▸ **Work instructions**
Output the records. Match them exactly.

Part of a data file:
· · · · · · ·

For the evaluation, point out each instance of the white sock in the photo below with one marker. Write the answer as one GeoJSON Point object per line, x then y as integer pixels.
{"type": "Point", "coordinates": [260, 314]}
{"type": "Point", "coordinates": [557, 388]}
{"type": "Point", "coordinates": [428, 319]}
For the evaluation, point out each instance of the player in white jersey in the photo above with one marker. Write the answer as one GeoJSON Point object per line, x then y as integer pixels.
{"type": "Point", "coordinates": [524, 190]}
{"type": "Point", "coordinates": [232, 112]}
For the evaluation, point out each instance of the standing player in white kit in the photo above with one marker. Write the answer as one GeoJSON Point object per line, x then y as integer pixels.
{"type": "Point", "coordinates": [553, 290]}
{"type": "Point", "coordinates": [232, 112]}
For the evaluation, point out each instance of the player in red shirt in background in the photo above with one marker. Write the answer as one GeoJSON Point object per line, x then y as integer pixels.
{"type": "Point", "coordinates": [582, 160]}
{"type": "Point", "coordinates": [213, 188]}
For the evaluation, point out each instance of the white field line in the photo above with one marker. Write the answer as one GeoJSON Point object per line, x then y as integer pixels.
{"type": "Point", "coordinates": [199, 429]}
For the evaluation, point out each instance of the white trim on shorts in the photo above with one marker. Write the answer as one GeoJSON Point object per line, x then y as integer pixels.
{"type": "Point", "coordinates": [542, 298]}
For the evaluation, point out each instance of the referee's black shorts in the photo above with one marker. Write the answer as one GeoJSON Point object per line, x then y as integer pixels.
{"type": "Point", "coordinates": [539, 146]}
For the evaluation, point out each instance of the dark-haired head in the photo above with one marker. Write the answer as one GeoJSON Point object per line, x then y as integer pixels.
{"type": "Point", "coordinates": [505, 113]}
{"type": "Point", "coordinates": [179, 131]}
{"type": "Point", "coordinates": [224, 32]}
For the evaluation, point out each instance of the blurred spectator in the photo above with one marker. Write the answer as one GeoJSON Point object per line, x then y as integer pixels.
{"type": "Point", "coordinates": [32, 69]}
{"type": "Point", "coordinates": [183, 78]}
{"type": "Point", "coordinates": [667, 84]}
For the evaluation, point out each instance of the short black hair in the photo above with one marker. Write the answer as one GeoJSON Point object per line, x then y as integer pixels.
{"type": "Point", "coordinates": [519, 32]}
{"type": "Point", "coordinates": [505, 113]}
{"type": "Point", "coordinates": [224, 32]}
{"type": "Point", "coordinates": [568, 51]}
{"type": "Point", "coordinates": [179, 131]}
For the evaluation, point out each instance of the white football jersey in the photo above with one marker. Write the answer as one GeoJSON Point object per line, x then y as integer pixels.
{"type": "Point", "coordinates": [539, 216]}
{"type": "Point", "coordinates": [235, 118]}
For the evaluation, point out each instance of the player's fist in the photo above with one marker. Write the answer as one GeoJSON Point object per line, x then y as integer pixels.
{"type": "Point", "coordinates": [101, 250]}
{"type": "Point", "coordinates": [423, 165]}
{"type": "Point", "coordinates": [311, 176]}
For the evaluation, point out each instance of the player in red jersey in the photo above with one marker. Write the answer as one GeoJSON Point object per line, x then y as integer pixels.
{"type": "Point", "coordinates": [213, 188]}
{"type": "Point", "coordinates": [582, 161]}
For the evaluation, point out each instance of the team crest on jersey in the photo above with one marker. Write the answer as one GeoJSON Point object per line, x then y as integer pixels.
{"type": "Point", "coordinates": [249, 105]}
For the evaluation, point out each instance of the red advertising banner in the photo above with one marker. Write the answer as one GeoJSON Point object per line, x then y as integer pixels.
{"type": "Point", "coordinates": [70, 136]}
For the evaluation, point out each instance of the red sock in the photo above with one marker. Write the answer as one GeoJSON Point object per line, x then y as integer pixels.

· · · · · · ·

▸ **The completed task**
For the evaluation, point out each instance of the white sock in the photo below with one marker. Write the answer as one GeoJSON Point object per line, x then y as integer pixels.
{"type": "Point", "coordinates": [260, 314]}
{"type": "Point", "coordinates": [557, 388]}
{"type": "Point", "coordinates": [428, 319]}
For the evaluation, point out each instance of the player in white jersey in the photo above with one marker. Write the answer as one GeoJSON Point object per line, x then y as integer pixels.
{"type": "Point", "coordinates": [524, 190]}
{"type": "Point", "coordinates": [232, 112]}
For the evaluation, point out each instance of the standing player in white kit in the photo above with one marker. Write the answer as one GeoJSON Point object per line, x then y as integer pixels.
{"type": "Point", "coordinates": [553, 290]}
{"type": "Point", "coordinates": [232, 112]}
For the evaluation, point out each instance of the player in red shirt in background in the photo above with one marker. Write the answer as one GeoJSON Point object per line, x then y as integer pixels.
{"type": "Point", "coordinates": [582, 160]}
{"type": "Point", "coordinates": [213, 188]}
For the evaluation, point out each instance of the white field line in the photo above with one marker. Write the answer as one GeoJSON Point object per line, x then y as integer pixels.
{"type": "Point", "coordinates": [199, 429]}
For the evaluation, point out each instance of the white trim on shorts in the photo above with one marker. Write the answer as one GeoJSON Point object per line, x then y as integer pixels.
{"type": "Point", "coordinates": [542, 298]}
For the evaluation, point out each instance of the referee's black shorts in the photo above with one marker. Write the answer as one GeoJSON Point object per line, x then y as integer pixels.
{"type": "Point", "coordinates": [539, 146]}
For the evaluation, point out each instance of the dark-haired head in the photo above with one marker. Write the answer as one GeoJSON Point object per line, x then y as integer pixels.
{"type": "Point", "coordinates": [505, 113]}
{"type": "Point", "coordinates": [179, 131]}
{"type": "Point", "coordinates": [224, 32]}
For the evaluation, point out each instance of the blurred spectator in the photo above with one marker. Write the answer as one GeoJSON Point object per line, x then y as integer pixels.
{"type": "Point", "coordinates": [32, 69]}
{"type": "Point", "coordinates": [183, 78]}
{"type": "Point", "coordinates": [667, 84]}
For the evaluation, point out each instance of the short black hair in the photo above with one marker. Write the answer as one GeoJSON Point object per line, x then y as integer pixels.
{"type": "Point", "coordinates": [519, 32]}
{"type": "Point", "coordinates": [505, 113]}
{"type": "Point", "coordinates": [224, 32]}
{"type": "Point", "coordinates": [568, 51]}
{"type": "Point", "coordinates": [179, 131]}
For the evaluation, point out each instance of the white football jersey in the photo above with one marker. Write the answer as one GeoJSON Point object per line, x then y as integer pixels.
{"type": "Point", "coordinates": [539, 216]}
{"type": "Point", "coordinates": [235, 118]}
For the evaluation, point out each instance of the player's fist in the photo above with one marker. Write the answer as one GeoJSON Point object per line, x then y as integer pixels.
{"type": "Point", "coordinates": [101, 250]}
{"type": "Point", "coordinates": [423, 165]}
{"type": "Point", "coordinates": [311, 176]}
For the evaluation, point out each instance of the player in red jersey in the photo above with one marker. Write the answer as one GeoJSON Point object per line, x then y as integer pixels.
{"type": "Point", "coordinates": [213, 188]}
{"type": "Point", "coordinates": [582, 161]}
For the evaluation, point out each instance of the team crest on jersey in the photo above with one marker. Write the answer as one GeoJSON Point object per line, x then y as integer pixels.
{"type": "Point", "coordinates": [249, 105]}
For the evaluation, point out each instance of the red advertising banner in the photo above with one marker. Write the answer as one GeoJSON Point object per line, x then y as integer pixels.
{"type": "Point", "coordinates": [70, 136]}
For the evaluation, point out each instance of the red sock in the photo above with one marker. Write the answer as one GeoJSON Point object per line, x then y as integer pixels.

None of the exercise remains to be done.